For the entries that follow, restate word for word the line containing "Segment the target", the line containing "positive clicks: (689, 76)", and every line that lies between them.
◇ ◇ ◇ ◇
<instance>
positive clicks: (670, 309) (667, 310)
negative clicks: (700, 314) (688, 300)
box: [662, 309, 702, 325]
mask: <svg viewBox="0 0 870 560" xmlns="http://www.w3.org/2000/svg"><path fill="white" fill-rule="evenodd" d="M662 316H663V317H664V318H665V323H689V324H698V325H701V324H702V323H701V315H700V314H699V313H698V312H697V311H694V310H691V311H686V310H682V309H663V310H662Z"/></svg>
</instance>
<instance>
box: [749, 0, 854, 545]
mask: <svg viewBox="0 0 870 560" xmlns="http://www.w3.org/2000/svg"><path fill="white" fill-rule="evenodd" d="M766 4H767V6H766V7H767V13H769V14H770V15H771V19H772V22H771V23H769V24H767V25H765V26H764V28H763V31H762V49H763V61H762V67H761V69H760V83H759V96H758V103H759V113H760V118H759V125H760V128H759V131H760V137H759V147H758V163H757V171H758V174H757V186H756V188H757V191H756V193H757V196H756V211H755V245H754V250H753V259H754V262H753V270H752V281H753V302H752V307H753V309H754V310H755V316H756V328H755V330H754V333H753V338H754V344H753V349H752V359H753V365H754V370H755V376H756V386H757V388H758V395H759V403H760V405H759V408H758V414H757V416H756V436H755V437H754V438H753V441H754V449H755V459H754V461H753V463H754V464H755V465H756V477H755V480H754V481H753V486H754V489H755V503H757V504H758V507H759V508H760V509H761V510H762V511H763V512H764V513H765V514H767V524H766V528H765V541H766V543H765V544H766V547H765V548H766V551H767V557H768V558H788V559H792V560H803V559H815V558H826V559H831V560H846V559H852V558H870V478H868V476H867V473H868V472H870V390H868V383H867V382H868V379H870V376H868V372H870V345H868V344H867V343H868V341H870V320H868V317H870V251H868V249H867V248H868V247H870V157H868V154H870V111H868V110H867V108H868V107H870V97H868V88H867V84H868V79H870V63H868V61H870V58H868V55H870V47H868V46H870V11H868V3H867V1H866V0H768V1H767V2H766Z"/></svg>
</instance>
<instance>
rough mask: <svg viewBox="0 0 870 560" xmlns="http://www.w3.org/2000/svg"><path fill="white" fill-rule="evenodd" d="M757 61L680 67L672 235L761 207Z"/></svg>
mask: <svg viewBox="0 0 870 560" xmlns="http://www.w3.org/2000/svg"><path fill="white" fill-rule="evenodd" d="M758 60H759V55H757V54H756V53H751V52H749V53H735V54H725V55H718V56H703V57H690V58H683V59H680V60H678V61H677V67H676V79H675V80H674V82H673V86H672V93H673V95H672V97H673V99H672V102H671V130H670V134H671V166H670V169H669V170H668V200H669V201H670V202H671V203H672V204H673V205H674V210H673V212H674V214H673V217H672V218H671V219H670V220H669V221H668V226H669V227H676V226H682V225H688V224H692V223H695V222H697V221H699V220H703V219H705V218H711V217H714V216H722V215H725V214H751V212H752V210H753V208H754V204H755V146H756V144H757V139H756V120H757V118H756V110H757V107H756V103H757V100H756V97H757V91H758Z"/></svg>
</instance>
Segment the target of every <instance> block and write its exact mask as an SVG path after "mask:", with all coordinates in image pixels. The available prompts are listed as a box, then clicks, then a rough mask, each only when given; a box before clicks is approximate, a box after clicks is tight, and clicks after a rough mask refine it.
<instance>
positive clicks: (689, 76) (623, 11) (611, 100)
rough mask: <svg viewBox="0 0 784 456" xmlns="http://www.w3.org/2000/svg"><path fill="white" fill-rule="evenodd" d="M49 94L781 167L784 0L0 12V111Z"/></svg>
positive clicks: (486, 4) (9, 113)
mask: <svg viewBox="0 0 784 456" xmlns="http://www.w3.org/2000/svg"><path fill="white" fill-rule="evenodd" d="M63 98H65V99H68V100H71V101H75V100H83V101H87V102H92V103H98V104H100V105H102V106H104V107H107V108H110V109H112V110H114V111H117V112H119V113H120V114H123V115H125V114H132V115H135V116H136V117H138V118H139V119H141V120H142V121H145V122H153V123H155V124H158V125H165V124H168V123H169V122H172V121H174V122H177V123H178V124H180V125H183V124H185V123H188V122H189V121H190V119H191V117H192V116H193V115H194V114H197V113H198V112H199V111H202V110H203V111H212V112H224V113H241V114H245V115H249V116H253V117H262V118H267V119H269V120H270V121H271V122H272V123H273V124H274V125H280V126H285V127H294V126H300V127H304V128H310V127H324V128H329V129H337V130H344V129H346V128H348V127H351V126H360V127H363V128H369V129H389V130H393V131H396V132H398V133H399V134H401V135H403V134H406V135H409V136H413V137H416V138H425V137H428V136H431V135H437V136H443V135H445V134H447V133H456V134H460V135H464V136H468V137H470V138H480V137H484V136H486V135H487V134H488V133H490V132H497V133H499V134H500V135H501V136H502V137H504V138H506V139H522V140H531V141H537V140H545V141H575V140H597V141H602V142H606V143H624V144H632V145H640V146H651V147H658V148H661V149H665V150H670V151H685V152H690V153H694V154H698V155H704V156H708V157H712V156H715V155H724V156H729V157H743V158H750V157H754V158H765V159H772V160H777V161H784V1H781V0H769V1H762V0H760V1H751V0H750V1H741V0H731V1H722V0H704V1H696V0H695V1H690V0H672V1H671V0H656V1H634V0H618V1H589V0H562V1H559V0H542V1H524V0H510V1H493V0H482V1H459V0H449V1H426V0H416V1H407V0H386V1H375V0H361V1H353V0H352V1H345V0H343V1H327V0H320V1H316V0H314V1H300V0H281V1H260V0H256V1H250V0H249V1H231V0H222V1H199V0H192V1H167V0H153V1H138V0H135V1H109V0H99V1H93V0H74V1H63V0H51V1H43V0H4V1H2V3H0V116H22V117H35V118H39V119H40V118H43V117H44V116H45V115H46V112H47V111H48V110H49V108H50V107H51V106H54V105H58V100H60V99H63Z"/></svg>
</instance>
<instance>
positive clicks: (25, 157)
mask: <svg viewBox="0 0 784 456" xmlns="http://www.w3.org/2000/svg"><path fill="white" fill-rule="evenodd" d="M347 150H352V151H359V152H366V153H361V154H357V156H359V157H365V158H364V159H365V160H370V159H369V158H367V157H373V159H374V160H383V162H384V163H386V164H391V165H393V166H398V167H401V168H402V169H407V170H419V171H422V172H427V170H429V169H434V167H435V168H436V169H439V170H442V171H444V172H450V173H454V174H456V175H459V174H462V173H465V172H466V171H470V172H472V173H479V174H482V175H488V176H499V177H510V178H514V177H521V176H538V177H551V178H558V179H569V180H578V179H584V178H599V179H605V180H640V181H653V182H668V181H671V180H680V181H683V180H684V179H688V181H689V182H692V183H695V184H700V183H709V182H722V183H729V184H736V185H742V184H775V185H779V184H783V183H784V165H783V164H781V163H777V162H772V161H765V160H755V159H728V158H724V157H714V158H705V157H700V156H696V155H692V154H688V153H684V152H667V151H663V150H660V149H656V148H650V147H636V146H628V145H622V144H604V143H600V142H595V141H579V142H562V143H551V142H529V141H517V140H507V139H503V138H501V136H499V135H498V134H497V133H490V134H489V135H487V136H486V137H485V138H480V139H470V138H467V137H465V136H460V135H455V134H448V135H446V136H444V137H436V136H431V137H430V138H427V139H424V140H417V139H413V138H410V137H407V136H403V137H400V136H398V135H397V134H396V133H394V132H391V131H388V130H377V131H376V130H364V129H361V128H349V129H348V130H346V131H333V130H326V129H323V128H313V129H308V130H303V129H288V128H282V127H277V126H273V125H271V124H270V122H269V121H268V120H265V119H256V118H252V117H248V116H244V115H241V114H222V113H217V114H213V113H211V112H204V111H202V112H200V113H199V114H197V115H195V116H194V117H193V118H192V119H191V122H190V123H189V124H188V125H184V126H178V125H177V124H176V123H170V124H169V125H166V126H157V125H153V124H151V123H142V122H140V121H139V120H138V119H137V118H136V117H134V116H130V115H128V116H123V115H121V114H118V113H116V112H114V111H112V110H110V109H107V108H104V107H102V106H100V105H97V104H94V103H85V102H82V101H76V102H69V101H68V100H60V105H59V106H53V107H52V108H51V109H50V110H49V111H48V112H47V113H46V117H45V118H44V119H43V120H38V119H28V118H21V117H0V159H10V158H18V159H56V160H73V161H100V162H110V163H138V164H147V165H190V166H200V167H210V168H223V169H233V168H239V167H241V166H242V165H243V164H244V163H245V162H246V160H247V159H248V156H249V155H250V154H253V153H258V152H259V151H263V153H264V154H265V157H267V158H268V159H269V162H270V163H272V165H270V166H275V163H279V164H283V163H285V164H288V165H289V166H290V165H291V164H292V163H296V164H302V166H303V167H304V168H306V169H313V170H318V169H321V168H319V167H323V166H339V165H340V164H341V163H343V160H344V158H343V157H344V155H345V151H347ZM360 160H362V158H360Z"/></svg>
◇ ◇ ◇ ◇
Answer box
Segment the target of every <instance> block and write its exact mask as an SVG path after "mask:", with all coordinates in image pixels. The available prompts are listed as a box, then clicks, then a rough mask, each only when given; a box before clicks is approximate, a box after clicks is tight, and clicks after a rough mask refine it.
<instance>
positive clicks: (689, 76) (623, 11) (611, 100)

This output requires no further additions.